● WORK REQUIRED
Exactly reproduce the line containing "Phrase: white dress shirt" together with every line after it, through the end of the entries, and give nothing more.

──────────

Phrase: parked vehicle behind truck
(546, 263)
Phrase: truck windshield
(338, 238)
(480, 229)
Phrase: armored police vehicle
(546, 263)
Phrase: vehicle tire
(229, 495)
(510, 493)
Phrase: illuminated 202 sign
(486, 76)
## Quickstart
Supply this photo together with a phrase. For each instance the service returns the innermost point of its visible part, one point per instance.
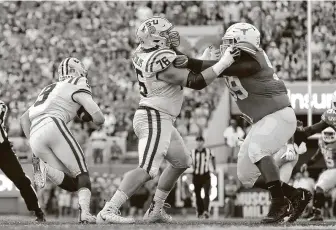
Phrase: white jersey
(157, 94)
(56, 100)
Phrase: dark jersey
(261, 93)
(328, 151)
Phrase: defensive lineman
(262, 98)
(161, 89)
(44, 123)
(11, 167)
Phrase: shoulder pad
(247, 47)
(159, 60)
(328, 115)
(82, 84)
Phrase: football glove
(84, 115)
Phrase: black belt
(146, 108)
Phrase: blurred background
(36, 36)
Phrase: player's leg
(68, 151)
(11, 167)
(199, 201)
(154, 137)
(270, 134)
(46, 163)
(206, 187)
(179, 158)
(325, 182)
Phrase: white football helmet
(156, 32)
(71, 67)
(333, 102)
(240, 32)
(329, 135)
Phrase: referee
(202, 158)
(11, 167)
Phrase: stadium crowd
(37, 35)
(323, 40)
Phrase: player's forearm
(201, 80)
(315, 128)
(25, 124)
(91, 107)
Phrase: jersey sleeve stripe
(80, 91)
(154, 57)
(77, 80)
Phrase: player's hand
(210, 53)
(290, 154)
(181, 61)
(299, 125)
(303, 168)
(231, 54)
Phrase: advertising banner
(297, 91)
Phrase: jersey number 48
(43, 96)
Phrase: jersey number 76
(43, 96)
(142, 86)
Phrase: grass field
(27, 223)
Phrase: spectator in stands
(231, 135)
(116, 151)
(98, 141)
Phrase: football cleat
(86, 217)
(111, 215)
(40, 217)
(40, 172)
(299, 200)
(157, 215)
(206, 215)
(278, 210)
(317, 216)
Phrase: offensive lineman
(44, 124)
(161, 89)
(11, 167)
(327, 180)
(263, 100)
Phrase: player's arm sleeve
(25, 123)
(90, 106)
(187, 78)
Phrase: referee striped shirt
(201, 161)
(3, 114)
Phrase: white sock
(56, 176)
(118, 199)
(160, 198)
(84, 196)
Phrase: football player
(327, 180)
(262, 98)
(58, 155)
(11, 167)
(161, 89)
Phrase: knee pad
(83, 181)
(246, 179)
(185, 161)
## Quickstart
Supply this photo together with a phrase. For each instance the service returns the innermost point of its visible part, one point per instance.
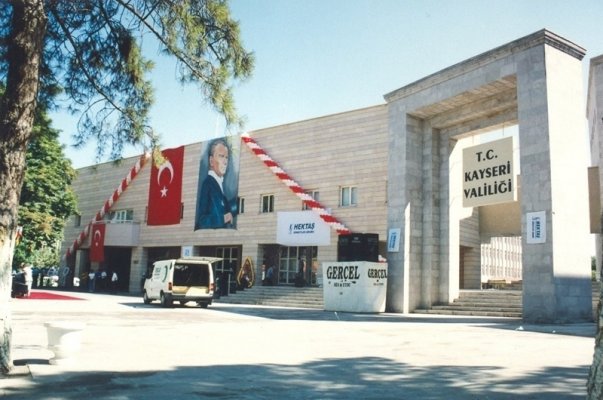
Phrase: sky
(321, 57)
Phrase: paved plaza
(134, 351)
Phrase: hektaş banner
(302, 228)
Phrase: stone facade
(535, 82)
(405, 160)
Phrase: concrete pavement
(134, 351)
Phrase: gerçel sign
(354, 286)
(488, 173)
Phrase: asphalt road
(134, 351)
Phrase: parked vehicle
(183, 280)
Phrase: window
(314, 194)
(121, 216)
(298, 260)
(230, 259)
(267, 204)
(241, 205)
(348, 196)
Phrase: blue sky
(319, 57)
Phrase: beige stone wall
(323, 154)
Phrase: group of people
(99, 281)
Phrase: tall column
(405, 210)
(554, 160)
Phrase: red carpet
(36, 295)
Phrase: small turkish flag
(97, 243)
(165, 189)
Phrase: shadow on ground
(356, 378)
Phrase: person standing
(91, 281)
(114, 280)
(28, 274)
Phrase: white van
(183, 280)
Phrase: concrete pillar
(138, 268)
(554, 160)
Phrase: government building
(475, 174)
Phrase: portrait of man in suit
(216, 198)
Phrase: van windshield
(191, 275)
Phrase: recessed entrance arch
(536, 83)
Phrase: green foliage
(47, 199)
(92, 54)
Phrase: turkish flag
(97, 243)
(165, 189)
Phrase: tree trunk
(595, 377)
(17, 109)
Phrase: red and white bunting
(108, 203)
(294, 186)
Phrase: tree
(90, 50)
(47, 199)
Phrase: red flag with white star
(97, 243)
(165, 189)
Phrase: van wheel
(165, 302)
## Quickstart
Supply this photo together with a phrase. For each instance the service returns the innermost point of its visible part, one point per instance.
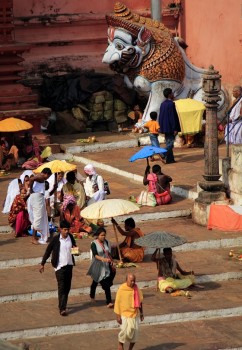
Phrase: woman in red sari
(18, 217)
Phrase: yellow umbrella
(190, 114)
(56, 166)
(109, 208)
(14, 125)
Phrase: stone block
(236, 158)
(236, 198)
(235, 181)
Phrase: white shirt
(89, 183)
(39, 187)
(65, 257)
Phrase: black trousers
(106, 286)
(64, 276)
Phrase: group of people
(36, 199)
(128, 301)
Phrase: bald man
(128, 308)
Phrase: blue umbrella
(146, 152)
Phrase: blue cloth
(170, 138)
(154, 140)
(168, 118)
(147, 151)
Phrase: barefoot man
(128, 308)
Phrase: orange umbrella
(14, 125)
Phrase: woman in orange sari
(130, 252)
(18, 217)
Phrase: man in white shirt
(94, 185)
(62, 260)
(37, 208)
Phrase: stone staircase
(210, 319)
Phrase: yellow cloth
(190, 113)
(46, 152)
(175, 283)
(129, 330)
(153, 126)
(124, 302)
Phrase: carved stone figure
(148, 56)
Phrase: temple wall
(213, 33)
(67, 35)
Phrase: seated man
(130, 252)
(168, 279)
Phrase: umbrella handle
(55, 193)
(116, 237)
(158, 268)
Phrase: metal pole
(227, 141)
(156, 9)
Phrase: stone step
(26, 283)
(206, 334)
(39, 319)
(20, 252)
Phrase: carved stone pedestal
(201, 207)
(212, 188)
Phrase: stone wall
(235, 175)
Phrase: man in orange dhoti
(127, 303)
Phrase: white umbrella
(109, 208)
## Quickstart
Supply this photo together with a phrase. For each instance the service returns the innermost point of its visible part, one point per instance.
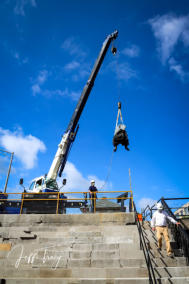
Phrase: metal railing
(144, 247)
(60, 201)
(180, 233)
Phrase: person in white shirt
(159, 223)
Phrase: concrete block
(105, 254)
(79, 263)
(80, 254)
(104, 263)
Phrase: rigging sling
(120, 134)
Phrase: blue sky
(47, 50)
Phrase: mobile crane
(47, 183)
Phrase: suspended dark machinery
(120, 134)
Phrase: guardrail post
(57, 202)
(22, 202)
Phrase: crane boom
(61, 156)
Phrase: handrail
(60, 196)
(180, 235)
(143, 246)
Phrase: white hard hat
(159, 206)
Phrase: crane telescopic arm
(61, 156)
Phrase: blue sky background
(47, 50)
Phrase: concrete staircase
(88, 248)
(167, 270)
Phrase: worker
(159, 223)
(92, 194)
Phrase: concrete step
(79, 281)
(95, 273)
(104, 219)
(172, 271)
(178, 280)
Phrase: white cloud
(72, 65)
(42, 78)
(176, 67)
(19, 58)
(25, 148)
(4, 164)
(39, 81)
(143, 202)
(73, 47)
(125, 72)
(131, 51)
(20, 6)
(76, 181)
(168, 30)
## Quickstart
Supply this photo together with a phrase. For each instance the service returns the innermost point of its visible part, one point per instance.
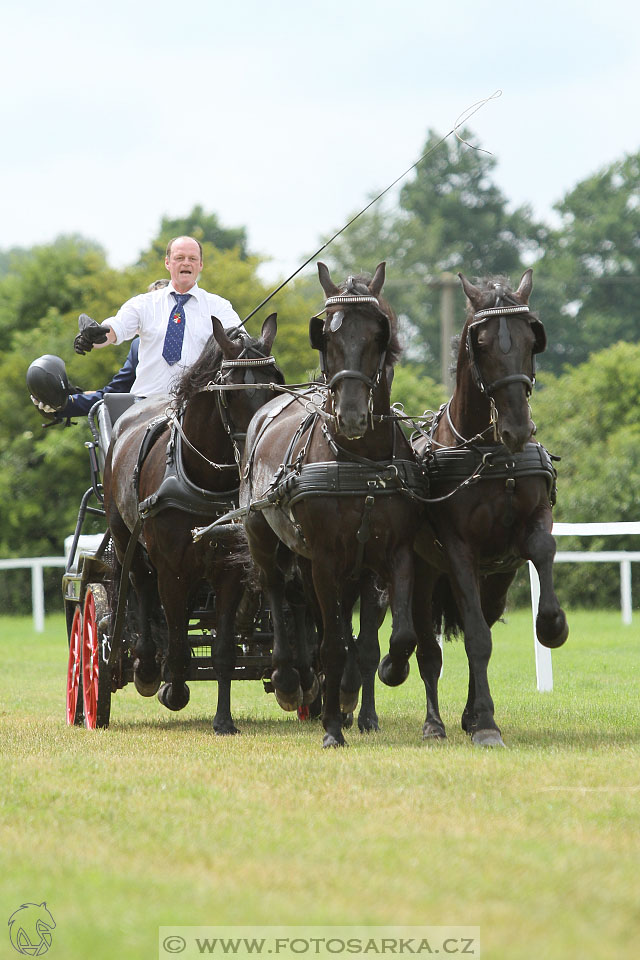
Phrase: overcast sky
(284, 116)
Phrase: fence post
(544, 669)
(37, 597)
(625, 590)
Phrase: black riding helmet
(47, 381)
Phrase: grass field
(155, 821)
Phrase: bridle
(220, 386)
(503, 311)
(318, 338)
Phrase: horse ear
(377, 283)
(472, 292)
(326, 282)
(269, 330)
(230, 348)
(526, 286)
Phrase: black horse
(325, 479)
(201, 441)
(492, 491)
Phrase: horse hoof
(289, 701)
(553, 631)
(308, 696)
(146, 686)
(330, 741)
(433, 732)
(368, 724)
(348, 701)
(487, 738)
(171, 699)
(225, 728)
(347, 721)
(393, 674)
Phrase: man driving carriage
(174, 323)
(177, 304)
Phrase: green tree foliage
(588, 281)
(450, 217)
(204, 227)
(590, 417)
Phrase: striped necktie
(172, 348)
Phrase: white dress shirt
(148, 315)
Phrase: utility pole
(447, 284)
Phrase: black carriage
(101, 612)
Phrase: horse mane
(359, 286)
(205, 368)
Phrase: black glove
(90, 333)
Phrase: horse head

──────────

● WRITTEN ANSWER
Phrase: white dress shirt
(148, 315)
Phrase: utility pole
(447, 284)
Phrase: black carriage
(101, 612)
Phrase: horse mane
(359, 286)
(205, 368)
Phrase: black glove
(90, 333)
Phrase: horse head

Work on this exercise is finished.